##### 本文ブロック
嫁が監禁されて逃げた後に警官を人質にとって耳をかじってた?のはなんで???とこれが1番の謎!
最後に殺した男との関係もよくわからないし、結局お腹の子供の父親は誰なんだ??????
ハン・ソッキュvsソル・ギョング
と見せかけて。
いきなりのあのモノローグでうへえとなるが、違和感を放置しておいたら、あの回収にオオッと唸らされる。
ただもう少し整理して組み立ててあれば、もっと驚いたかもしれない。とはいえこのくらいの説明しなささはよい。最後えげつなく映すかと思ったが。
ソル・ギョングを覚えた。
浮かび上がる悪
殊に映画などで描かれるクリーンな議員には敵や問題が多い。
政敵、身内の裏切り。家族の問題。本作の場合、後者。
次期知事選出馬も期待されるほど人気の市議会議員のミョンフェ。
ある夜帰宅すると、息子がひき逃げ死亡事故を起こした事を知る。
苦渋の決断で明るみになる前に、遺体を現場に遺棄し、息子に自首させ、自身も責任を取って出馬を断念。
これで全て事なき終える筈だった…。
被害者の父、ジュンシク。
やり場のない悲しみと怒りをミョンフェら加害者にぶつける。
そんなジュンシクが思わぬ言葉を発する。
「嫁はどうした!?」
嫁…?
被害者には妻リョナが居たのだ。
事件当日も一緒だったという。
ジュンシクはリョナを捜す。
調べる内に、リョナが妊娠している事を知る。
身を案じ、捜し出して、無事でいてくれたら。
一方のミョンフェにとっては…。
完璧に隠蔽した筈だった。
そこへ突然現れた“目撃者”。
またしても窮地に立たされる。果たしてそれは、息子の身か、自分の政治的立場か。
一刻も早く見つけ出さなくては。
##########
##### 提供データ
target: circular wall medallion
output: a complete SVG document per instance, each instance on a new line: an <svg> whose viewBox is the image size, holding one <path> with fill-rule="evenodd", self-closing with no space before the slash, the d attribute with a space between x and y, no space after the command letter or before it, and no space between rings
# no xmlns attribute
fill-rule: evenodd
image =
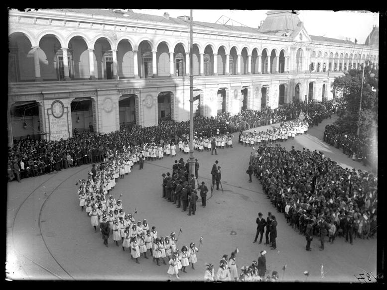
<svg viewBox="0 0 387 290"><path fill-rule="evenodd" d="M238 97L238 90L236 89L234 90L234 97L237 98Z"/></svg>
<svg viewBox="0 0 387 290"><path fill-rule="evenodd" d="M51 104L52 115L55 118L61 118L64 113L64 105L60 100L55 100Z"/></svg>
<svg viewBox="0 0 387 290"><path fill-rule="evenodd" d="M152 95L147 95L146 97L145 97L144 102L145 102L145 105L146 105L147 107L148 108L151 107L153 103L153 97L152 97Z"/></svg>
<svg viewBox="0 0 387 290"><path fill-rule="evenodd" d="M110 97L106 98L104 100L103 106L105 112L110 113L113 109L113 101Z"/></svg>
##########
必須タスク:
1. 輪郭の記録の行を、先頭から「104L52 115L55 118L61」を含む行まで書き直してください。その際、「medallion」を「plaque」に切り替え、ほかは変えないでください。画像は答えに入れないでください。
2. 韓国映画の感想文を、最後の文の後から引き継いで書き進めてください。

タスク別の出力:
1.
target: circular wall plaque
output: a complete SVG document per instance, each instance on a new line: an <svg> whose viewBox is the image size, holding one <path> with fill-rule="evenodd", self-closing with no space before the slash, the d attribute with a space between x and y, no space after the command letter or before it, and no space between rings
# no xmlns attribute
fill-rule: evenodd
image =
<svg viewBox="0 0 387 290"><path fill-rule="evenodd" d="M238 97L238 90L236 89L234 90L234 97L237 98Z"/></svg>
<svg viewBox="0 0 387 290"><path fill-rule="evenodd" d="M51 104L52 115L55 118L61 118L64 113L64 105L60 100L55 100Z"/></svg>

2.
ありがたい事にこういう時、政治家の周りにはその筋の連中が群がってくる。
見つけ出し、そしてその時は…。
加害者の父と被害者の父。
一件のひき逃げ死亡事故が二人の父親の運命を交錯させ、狂わす…。
ハン・ソッキュとソル・ギョングの韓国2大名優のケミストリーも素晴らしい。
個人的には、ジュンシク役のギョングの哀愁漂うやるせなさに一票投じたい。
平凡な一庶民ながら、自分の足でリョナの行方を捜すジュンシク。
クリーンなイメージは何処へやら、何をしてでもリョナを捜すミョンフェ。
先に見つけたのは、ミョンフェ。
再び決断迫られる。
身の保身か、それとも…。
選んだのは、彼の中にはまだ、罪悪感はあった。
ジュンシクもリョナと再会。
ジュンシク自身も事故当日の事を調べ、リョナの証言から不審を募らせ、これは単なる事故じゃなく隠蔽含みの殺人だと確信する。
が、ジュンシクには弱みが。
リョナは不法滞在者。現在収監中で、送還されてしまう。
これを何とか出来るのは“政治的な力”…。
ジュンシクはミョンフェが政治の世界にカムバックする為に一肌脱ぐ手伝いをする事に。
例え不条理な事が起きても、弱者は強者の前に膝を屈するしかないのか…?
加害者の父と被害者の父が対する話と思っていたら、
不条理な格差社会や、ダークで濃密で不穏なサスペンス・ミステリーも盛り付け。
また中盤から、ある人物の存在が非常に大きくクローズアップされてくる。その謎、過去、周囲で起きる不審死…。
ハン・ソッキュとソル・ギョングの二人に圧倒される筈だったのに、その人物の怪演に戦慄させられてしまったほど…!
たった一件のひき逃げ。
…いや、そうではない。
人が死んでいるのだ。
二人ともう一人の心の中を悪を浮かび上がらせる。
それは産まれ持った元々のものか。
悲しみからの凶行からか。
それすら利用してのし上がるのか。
現実か、成れの果てか、偶像かーーー。
一番悪いやつはソルギョング?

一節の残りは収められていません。